• BRIEF: Write out the whole listing that follows line by line, keeping every word and number unchanged and every line in its original order.

• RECORDS SHOWN:
==*==

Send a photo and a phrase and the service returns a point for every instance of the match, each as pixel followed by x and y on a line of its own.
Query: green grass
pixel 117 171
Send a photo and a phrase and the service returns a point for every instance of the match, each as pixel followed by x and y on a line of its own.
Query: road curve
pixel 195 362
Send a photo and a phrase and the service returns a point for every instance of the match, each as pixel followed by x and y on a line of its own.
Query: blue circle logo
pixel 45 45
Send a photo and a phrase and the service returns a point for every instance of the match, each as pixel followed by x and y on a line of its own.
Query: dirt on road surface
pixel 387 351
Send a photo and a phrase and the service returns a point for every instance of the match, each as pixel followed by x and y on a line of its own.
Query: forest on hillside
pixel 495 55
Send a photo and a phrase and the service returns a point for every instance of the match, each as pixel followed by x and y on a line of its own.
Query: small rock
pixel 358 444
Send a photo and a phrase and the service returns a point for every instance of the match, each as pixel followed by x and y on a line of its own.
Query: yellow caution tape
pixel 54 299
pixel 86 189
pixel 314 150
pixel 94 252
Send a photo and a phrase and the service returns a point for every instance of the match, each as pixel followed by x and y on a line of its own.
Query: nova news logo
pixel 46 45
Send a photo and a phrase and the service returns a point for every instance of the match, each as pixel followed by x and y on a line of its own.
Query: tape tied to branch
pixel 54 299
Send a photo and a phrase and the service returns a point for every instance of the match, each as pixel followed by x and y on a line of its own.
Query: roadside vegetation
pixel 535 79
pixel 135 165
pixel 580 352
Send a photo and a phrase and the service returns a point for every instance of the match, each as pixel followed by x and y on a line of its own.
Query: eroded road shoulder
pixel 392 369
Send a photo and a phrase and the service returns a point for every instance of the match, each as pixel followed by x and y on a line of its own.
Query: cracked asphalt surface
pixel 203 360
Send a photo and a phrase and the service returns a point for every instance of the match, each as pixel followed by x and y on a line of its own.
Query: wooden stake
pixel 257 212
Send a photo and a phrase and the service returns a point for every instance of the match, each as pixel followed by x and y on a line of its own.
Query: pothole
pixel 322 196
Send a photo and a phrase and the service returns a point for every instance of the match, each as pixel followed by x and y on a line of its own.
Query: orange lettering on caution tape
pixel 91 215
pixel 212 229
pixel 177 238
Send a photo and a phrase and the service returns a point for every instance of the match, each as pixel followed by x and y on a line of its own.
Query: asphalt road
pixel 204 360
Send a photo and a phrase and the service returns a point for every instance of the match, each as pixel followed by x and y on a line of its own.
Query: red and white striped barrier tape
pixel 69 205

==*==

• RESPONSE TO THIS EXERCISE:
Send a photo and a phrase and the service returns a point for every instance of the match, each as pixel followed by x and y on a line of its own.
Query: green grass
pixel 117 171
Send a photo and a phrase and the service returns a point for every instance of the match, each as pixel followed by x and y on a line of its own.
Query: road curve
pixel 195 362
Send a photo and a phrase and the service returns a point for every instance of the match, each as pixel followed by x and y on a line of its own.
Query: blue circle logo
pixel 45 45
Send a photo and a phrase and the service returns a point for every instance of the match, each as pixel followed by x and y on a line of its own.
Query: dirt on road surface
pixel 387 351
Send a photo and a phrase and the service returns a point for every instance of the match, each as pixel followed by x and y on a line of its own.
Query: forest on hillside
pixel 495 55
Send a photo and a phrase and the service returns a point for every instance of the match, each as pixel followed by x and y on a line of its own.
Query: small rock
pixel 358 444
Send a photo and a phrase and the service returns a point for every instance of the match, each as pixel followed by x and y on a line of its own.
Query: yellow caution tape
pixel 54 299
pixel 86 189
pixel 314 150
pixel 94 252
Send a photo and a phrase and the service returns a point for every instance of the match, each as pixel followed by x and y on a line of its own.
Query: nova news logo
pixel 46 45
Send a photo and a phrase and the service returns a point for every instance of the match, each as pixel followed by x and y on a line of its own.
Query: tape tied to branch
pixel 54 299
Send a photo and a phrase and the service returns a point for every instance of the match, each as pixel followed by x and y on a line of its own.
Query: roadside vegetation
pixel 535 79
pixel 135 165
pixel 580 352
Send a photo and a phrase and the service returns a point for every instance of the match, each as pixel followed by x and y on a line of its own.
Query: eroded road shoulder
pixel 392 369
Send a photo and a phrase and the service returns a point for every instance of the match, each as pixel followed by x and y on a line of its own.
Query: cracked asphalt surface
pixel 203 360
Send a photo and a phrase and the service returns a point for every instance of the match, each as pixel followed by x and y on a line of its own.
Query: wooden stake
pixel 257 212
Send a photo and a phrase and the service returns a point for every instance of the match, each as pixel followed by x and y on a line of its own.
Query: pothole
pixel 322 196
Send a photo and a phrase and the service returns a point for every instance of the match, each as pixel followed by x and y on a line of its own.
Query: orange lettering on caution tape
pixel 91 215
pixel 212 229
pixel 177 238
Send a photo and a phrase and the service returns a point for every instance of the match, each as pixel followed by x and y on a line of its own.
Query: asphalt road
pixel 204 360
Send a photo and a phrase and the service returns a point for every instance of the match, each as pixel followed by x and y on a line of its own.
Query: red and white striped barrier tape
pixel 69 205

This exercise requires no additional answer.